### Source information
● ● ● ● ● ● ●
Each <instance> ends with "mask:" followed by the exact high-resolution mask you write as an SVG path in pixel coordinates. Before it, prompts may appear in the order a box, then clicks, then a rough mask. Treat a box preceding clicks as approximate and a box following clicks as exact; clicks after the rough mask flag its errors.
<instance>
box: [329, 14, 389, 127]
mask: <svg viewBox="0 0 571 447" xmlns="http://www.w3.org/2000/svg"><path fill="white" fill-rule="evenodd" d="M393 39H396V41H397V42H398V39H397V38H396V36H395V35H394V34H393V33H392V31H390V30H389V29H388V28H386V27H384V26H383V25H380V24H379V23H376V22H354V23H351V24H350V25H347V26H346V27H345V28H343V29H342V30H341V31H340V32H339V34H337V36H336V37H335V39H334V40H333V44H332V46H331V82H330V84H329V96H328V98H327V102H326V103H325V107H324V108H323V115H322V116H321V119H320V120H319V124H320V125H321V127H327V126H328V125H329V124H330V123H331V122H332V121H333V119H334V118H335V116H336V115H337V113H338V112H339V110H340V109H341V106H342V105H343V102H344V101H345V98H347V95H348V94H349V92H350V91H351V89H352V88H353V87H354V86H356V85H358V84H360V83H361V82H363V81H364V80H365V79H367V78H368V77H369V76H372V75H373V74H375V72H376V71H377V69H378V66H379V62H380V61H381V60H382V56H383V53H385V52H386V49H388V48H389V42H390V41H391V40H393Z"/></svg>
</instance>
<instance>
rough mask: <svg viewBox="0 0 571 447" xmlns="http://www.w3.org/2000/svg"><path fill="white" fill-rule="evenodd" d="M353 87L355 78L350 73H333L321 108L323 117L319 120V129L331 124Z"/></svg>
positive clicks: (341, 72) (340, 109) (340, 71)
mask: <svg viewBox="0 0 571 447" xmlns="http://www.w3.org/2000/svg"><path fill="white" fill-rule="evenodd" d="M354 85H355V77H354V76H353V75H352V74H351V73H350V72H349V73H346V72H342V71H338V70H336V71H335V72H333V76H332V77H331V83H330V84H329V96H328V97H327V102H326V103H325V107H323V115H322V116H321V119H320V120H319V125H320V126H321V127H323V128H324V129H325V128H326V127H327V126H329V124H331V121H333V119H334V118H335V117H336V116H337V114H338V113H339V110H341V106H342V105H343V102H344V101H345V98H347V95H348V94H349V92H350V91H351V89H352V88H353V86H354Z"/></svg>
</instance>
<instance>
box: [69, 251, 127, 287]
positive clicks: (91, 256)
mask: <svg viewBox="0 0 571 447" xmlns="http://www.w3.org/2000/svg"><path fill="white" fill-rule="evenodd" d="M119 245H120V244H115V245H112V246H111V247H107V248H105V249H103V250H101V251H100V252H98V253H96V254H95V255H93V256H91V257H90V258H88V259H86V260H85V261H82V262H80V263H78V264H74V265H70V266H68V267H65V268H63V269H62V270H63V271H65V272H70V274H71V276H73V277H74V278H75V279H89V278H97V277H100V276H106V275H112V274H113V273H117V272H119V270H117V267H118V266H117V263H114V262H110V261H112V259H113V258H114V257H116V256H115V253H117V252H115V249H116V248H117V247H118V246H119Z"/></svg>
● ● ● ● ● ● ●
### Work instructions
Hand back the material above in full, exactly as written.

### Completed exercise
Each <instance> ends with "mask:" followed by the exact high-resolution mask you write as an SVG path in pixel coordinates. Before it, prompts may appear in the order a box, then clicks, then a rough mask. Treat a box preceding clicks as approximate and a box following clicks as exact; clicks after the rough mask flag its errors.
<instance>
box: [329, 14, 389, 127]
mask: <svg viewBox="0 0 571 447" xmlns="http://www.w3.org/2000/svg"><path fill="white" fill-rule="evenodd" d="M393 39H396V41H397V42H398V39H397V38H396V36H395V35H394V34H393V33H392V31H390V30H389V29H388V28H386V27H384V26H383V25H380V24H379V23H376V22H354V23H351V24H350V25H347V26H346V27H345V28H343V29H342V30H341V31H340V32H339V34H337V36H336V37H335V39H334V40H333V44H332V46H331V82H330V84H329V96H328V98H327V102H326V103H325V107H324V108H323V115H322V116H321V119H320V120H319V124H320V125H321V127H327V126H328V125H329V124H330V123H331V122H332V121H333V119H334V118H335V116H336V115H337V113H338V112H339V110H340V109H341V106H342V105H343V102H344V101H345V98H347V95H348V94H349V92H350V91H351V89H352V88H353V87H354V86H356V85H358V84H360V83H361V82H363V81H364V80H365V79H367V78H368V77H369V76H372V75H373V74H375V72H376V71H377V69H378V66H379V62H380V61H381V60H382V56H383V53H385V52H386V49H388V48H389V42H390V41H391V40H393Z"/></svg>
</instance>
<instance>
rough mask: <svg viewBox="0 0 571 447" xmlns="http://www.w3.org/2000/svg"><path fill="white" fill-rule="evenodd" d="M353 87L355 78L350 73H333L321 108L323 117L319 120V129L331 124Z"/></svg>
positive clicks: (341, 72) (340, 109) (340, 71)
mask: <svg viewBox="0 0 571 447" xmlns="http://www.w3.org/2000/svg"><path fill="white" fill-rule="evenodd" d="M354 85H355V77H354V76H353V75H352V74H351V73H350V72H349V73H346V72H342V71H338V70H336V71H335V72H333V76H332V77H331V83H330V84H329V96H328V97H327V102H326V103H325V107H323V115H322V116H321V119H320V120H319V125H320V126H321V127H323V128H324V129H325V128H326V127H327V126H329V124H331V121H333V119H334V118H335V117H336V116H337V114H338V113H339V110H341V106H342V105H343V102H344V101H345V98H347V95H348V94H349V92H350V91H351V89H352V88H353V86H354Z"/></svg>
</instance>
<instance>
box: [69, 251, 127, 287]
positive clicks: (91, 256)
mask: <svg viewBox="0 0 571 447" xmlns="http://www.w3.org/2000/svg"><path fill="white" fill-rule="evenodd" d="M119 245H120V244H115V245H112V246H111V247H107V248H105V249H103V250H101V251H100V252H98V253H96V254H95V255H93V256H91V257H90V258H88V259H86V260H85V261H82V262H80V263H78V264H74V265H70V266H68V267H65V268H63V269H62V270H63V271H65V272H70V274H71V276H73V277H74V278H75V279H89V278H97V277H100V276H106V275H112V274H113V273H117V272H119V270H117V267H118V266H117V263H114V262H110V261H112V259H113V258H114V257H116V256H115V253H117V252H115V249H116V248H117V247H118V246H119Z"/></svg>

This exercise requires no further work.